__Stated exercise__:
Copy out, word for word, only the lines from the records below that run from the line containing "Highlight gray vinyl siding." down to the line containing "xmin=132 ymin=122 xmax=142 ymax=127", including both of those lines.

# # # # # # #

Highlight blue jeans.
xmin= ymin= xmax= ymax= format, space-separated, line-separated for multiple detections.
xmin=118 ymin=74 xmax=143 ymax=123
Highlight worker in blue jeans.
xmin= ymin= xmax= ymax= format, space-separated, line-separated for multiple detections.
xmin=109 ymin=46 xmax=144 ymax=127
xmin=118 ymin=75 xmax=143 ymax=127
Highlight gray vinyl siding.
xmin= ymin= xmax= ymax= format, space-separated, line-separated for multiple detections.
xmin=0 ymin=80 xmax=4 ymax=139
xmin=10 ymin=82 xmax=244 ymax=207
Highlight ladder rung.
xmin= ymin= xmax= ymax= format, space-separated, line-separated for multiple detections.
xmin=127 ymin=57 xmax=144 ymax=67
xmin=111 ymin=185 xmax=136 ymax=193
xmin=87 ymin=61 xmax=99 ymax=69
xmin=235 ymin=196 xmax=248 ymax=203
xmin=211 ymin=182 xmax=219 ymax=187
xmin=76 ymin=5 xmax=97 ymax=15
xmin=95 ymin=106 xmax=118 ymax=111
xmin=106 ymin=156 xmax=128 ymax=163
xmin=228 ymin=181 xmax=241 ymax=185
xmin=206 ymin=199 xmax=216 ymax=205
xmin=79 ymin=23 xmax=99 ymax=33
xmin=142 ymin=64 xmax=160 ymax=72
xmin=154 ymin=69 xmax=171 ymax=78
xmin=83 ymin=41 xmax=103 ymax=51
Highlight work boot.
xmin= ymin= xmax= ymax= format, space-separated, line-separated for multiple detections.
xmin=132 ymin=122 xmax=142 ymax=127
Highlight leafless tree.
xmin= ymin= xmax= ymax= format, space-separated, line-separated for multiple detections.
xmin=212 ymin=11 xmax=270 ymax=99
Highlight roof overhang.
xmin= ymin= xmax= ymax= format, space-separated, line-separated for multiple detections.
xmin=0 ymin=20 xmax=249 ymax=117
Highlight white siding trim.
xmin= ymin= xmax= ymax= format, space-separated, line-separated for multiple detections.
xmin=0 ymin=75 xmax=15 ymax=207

# # # # # # #

__Solution for this task__:
Highlight gray vinyl siding.
xmin= ymin= xmax= ymax= format, space-separated, line-separated for multiple detections.
xmin=0 ymin=80 xmax=4 ymax=139
xmin=10 ymin=82 xmax=244 ymax=207
Highlight ladder rung.
xmin= ymin= xmax= ymax= format, space-separated, line-separated for multiple detections.
xmin=127 ymin=57 xmax=144 ymax=67
xmin=111 ymin=185 xmax=136 ymax=193
xmin=87 ymin=61 xmax=99 ymax=69
xmin=235 ymin=196 xmax=248 ymax=203
xmin=211 ymin=182 xmax=219 ymax=187
xmin=76 ymin=5 xmax=97 ymax=15
xmin=95 ymin=106 xmax=118 ymax=111
xmin=106 ymin=156 xmax=128 ymax=163
xmin=228 ymin=181 xmax=241 ymax=185
xmin=206 ymin=199 xmax=216 ymax=205
xmin=79 ymin=23 xmax=99 ymax=33
xmin=142 ymin=64 xmax=160 ymax=72
xmin=154 ymin=69 xmax=171 ymax=78
xmin=83 ymin=41 xmax=103 ymax=51
Highlight work boot.
xmin= ymin= xmax= ymax= format, space-separated, line-separated for multiple detections.
xmin=132 ymin=122 xmax=142 ymax=127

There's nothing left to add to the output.